→ Requirement
Pick up the forum thread below on using an AFC for turbo fuel tuning and carry it on from its last post.

The AFC is not to be used as your only Fuel adjustment mechanism when adding a turbo. The AFC is used to make fine tuning adjustment in you fuel curve. Adding fuel where you need it, and taking it away when you don't. It works in conjunction with your stock ECU's fuel map


----------



## Guest (May 14, 2002)

thanks sykikchimp. youve changed my whole perspective on the product. Other than that, im fully aware that the AFC alone isnt the only thing used for fuel mangagement in a turbo system. u use it in conjunction with bigger injectors, less restrictive fuel pump and FMU etc. 

but thanks dudes for all the info. these forums are tight


----------



## S15dude (May 7, 2002)

Nismo Nate said:


> *
> It reads signals directly from the ECU and gives read outs of:
> Speed in KPH, HP in PS, TQ in grams or something (I dunno the Japanese Equivalent) Airflow, Injector pulse duty, Rpm's, hmm I might be missing some other things.
> 
> ...


Does it read out the HP a the crank, cuz that would be sweet, and I'm goin turbo KA this summer, I wanted to get 255's for the back, why are you not happy with them?

→ Provided material
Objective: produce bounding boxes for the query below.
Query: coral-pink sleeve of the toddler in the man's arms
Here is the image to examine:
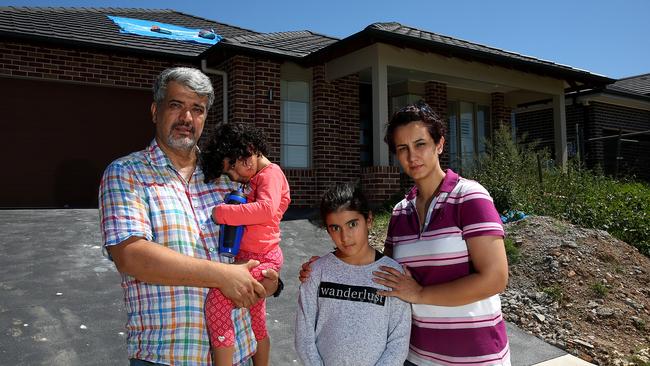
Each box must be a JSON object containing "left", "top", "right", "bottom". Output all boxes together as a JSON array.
[{"left": 212, "top": 167, "right": 286, "bottom": 225}]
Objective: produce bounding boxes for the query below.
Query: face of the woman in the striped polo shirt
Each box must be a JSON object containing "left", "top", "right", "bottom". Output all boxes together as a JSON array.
[{"left": 393, "top": 121, "right": 445, "bottom": 182}]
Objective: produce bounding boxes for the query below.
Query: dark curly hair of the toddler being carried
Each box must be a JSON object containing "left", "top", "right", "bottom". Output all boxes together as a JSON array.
[{"left": 201, "top": 123, "right": 269, "bottom": 183}]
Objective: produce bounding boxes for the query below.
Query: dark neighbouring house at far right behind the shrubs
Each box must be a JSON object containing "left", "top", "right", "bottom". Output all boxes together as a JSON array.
[{"left": 513, "top": 74, "right": 650, "bottom": 181}]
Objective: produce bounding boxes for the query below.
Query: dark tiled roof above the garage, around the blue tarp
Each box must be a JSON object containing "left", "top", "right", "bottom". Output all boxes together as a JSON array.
[{"left": 0, "top": 7, "right": 256, "bottom": 57}]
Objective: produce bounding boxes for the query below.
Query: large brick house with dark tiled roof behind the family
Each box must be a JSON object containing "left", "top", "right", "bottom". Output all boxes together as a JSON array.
[{"left": 0, "top": 8, "right": 613, "bottom": 207}]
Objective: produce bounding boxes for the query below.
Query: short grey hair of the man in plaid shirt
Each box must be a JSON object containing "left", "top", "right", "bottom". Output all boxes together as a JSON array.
[{"left": 153, "top": 67, "right": 214, "bottom": 109}]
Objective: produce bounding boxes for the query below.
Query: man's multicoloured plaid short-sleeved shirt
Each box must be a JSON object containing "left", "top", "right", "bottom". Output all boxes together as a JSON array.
[{"left": 99, "top": 140, "right": 256, "bottom": 366}]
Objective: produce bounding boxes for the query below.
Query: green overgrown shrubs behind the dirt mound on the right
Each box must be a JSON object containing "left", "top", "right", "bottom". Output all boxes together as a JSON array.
[{"left": 468, "top": 126, "right": 650, "bottom": 256}]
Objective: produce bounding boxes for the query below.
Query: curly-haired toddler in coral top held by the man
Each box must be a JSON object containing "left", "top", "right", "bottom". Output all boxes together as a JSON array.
[{"left": 201, "top": 124, "right": 291, "bottom": 366}]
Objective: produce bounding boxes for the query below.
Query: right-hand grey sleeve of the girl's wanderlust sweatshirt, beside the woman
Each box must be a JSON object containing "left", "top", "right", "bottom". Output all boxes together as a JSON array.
[{"left": 375, "top": 280, "right": 411, "bottom": 366}]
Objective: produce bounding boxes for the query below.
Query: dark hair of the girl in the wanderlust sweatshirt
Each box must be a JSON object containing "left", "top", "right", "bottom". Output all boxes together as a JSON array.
[{"left": 320, "top": 183, "right": 370, "bottom": 227}]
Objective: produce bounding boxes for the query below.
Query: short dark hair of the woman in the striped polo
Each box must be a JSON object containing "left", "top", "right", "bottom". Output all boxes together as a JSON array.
[{"left": 384, "top": 100, "right": 447, "bottom": 153}]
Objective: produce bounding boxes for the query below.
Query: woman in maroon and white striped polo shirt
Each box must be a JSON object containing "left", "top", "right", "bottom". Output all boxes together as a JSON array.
[{"left": 301, "top": 102, "right": 510, "bottom": 365}]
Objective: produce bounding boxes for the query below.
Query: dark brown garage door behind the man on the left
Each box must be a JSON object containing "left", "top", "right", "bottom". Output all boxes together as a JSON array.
[{"left": 0, "top": 78, "right": 154, "bottom": 208}]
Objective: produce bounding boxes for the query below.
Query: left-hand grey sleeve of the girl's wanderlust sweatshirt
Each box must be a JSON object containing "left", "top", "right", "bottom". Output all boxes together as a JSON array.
[{"left": 294, "top": 268, "right": 323, "bottom": 366}]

→ Answer box
Thanks for answering all my questions, I know how it is when you are bombarded for info from people.

Rory


----------



## Guest (May 14, 2002)

S15dude said:


> *
> 
> Does it read out the HP a the crank, cuz that would be sweet, and I'm goin turbo KA this summer, I wanted to get 255's for the back, why are you not happy with them?
> 
> ...


I believe it is from the crank, maybe someone can clear it up? It read from the ECU so I'm not sure where the ECU readout comes from.

Well if you are going to turbo 255 would be fine, however 9.5 wide i feel it just to wide for example "going downhill at 60 mph in a 30 mph and 25 mph turns" I found that it is a lot harder to recover from a "drift" with my basic bolt ons and big tread, It's as if (I've tried to explain this before) Since there is a wider area of tread when it dose get loose it's like it acts as a if flat piece of paper and kinda hops, plus i have no LSD. BAH!!  all I can say is when it goes it goes and is hard to recover for lack there of power and LSD. Hope that clears it up.

If i were to get new rims now i wouldn't get more than 8 in front and 9 in the rear.

- Nate


----------



## Ninety-Nine SE-L (May 5, 2002)

DAMN!!!!!!! I can't wait to get a 240 next year. I really want to get a 97-98 but I can't find anything lower than $10,000 so, just a little out of my price range. Anyway, I'm thinking of picking up a good S14 240 with higher miles then putting in a silvia DET motor. Any other suggestions on what I should do right off the bat?

BTW Nismo, LOVE your car!!!!


----------



## Grant (May 2, 2002)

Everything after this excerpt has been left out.